__EXTRACTED TEXT__:
^^^^^^^^^^^^^^^^

# Atlassian Interview



## ajay.lele83 (Mar 27, 2013)

Does anyone know here about Atlassian Interview Process. I have currently given their screening test and waiting for feedback and i am pretty confident that i did well so wanted to know about next steps. Kindly advise.


----------



## espresso (Nov 2, 2012)

Congrats on getting a foot in the door with Atlassian. I highly recommend glassdoor for interview prep because it allows you to read anonymously submitted interview questions and experiences from former applicants. It certainly helped me when I interviewed! The interview style at large tech companies is somewhat similar, so most likely, you'll get a technical Skype interview next. If you want to stay in the right "interview mindset", books like _Cracking the Code Interview_ or the Hired in Tech website are also great. 

Good luck, 
Monika


----------



## skksundar (Apr 29, 2014)

Espresso,

Thanks very much for these tips! I see this hiredintech site to be astounding idea!!
Great work in sharing this! keep it up!!

^^^^^^^^^^^^^^^^

__GIVEN INSTRUCTION__:
Resume the Atlassian interview thread after its last post. The material after this point is separate from the Atlassian interview thread.

^^^^^^^^^^^^^^^^

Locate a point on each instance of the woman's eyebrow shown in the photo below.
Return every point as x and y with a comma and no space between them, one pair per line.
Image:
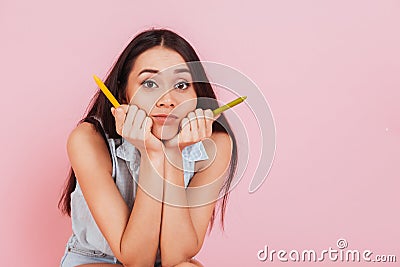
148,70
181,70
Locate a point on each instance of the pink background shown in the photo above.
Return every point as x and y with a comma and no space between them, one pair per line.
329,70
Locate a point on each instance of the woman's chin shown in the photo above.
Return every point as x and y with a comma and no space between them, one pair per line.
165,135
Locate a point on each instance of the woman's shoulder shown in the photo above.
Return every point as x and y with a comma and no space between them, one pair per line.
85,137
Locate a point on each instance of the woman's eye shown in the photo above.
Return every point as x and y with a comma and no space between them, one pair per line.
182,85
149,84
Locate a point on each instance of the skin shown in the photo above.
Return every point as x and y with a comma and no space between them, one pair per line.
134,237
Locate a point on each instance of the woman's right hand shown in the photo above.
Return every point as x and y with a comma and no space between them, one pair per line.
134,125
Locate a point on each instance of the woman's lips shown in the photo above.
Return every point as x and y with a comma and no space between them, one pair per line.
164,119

^^^^^^^^^^^^^^^^

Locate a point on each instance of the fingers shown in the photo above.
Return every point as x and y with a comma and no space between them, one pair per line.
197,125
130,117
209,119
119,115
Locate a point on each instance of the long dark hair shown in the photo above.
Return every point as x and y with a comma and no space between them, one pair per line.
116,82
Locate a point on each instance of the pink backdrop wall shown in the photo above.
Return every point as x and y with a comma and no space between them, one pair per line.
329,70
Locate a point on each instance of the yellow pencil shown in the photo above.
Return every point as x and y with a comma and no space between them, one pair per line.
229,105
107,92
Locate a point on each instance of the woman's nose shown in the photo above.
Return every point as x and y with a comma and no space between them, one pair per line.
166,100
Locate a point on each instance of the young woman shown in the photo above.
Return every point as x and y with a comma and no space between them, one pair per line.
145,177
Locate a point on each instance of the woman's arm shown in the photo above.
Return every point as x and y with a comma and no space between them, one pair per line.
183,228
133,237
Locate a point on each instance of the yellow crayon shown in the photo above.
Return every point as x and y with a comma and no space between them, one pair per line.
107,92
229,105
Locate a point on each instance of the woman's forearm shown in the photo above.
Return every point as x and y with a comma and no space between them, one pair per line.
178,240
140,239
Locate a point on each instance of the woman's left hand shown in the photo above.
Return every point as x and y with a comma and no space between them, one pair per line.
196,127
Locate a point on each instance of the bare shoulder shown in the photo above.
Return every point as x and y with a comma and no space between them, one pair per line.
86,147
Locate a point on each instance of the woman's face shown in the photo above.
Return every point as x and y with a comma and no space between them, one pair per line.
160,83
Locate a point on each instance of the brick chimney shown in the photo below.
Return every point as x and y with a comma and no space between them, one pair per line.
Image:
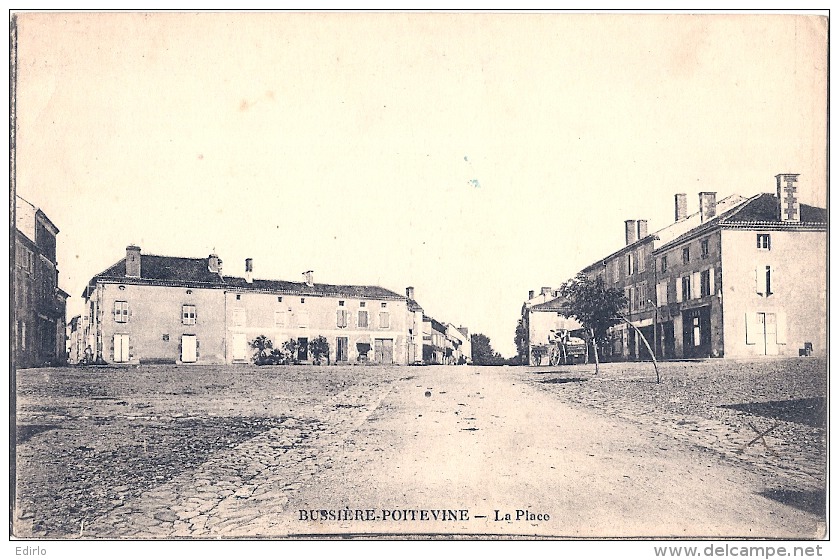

^^^^^^^^^^^^^^^^

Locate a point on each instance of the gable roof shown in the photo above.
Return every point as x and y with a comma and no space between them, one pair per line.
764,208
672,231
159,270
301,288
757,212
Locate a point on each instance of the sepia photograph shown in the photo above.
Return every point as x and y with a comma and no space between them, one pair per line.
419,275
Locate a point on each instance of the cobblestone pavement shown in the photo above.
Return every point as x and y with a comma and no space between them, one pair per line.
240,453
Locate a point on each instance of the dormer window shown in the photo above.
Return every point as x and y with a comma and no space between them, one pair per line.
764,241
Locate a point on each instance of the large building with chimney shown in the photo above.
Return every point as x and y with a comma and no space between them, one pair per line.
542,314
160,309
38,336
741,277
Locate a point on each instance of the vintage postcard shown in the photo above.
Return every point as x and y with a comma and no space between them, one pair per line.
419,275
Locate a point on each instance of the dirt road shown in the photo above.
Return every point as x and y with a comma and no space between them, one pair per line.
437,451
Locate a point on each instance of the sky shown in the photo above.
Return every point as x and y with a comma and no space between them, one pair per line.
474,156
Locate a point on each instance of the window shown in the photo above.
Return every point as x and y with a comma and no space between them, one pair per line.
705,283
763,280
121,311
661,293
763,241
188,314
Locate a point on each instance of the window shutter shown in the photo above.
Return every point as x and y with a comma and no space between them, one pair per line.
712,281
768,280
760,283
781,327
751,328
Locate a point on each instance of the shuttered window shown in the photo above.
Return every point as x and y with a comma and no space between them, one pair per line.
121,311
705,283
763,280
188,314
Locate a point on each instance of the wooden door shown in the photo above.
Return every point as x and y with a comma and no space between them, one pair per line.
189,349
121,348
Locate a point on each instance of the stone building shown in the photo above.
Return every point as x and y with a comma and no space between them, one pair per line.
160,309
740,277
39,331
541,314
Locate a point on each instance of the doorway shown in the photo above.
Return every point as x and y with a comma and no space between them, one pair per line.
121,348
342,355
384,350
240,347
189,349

^^^^^^^^^^^^^^^^

__RESULT FOR THIS EXERCISE__:
----------



## ajay.lele83 (Mar 27, 2013)

Thanks Monika,
My Skype interview is lined up for tommorow. can you kindly advise what can i expect out of this round? Will this be more of technical or cultural.

I have got the mail from recruiter about discussion about my exp and reasons to apply.


----------



## espresso (Nov 2, 2012)

Hi ajay,lele83, 

yay, congratulations. Disclaimer: I did not interview with Atlassian, but my partner did. I interviewed with other tech companies. 

That said, my partner got a mix of technical questions and general questions regarding his CV, current development stack and what he wants to do in his next job. He did not make it through that one, unfortunately. If you want more information, refer to the glassdoor interviews for Atlassian. The applicants there also reported a mix of technical/cultural questions.


----------



## prodigy+ (Aug 16, 2013)

Hi Ajay

Are you applying from India or you are already in oz?


----------



## ajay.lele83 (Mar 27, 2013)

Hi,

I am applying from India.


----------



## icedrop9 (Aug 20, 2014)

Hi Ajay,

Can you share what is the preferred dress code for the Atlassian Skype interview? Also how has been the interview process so far?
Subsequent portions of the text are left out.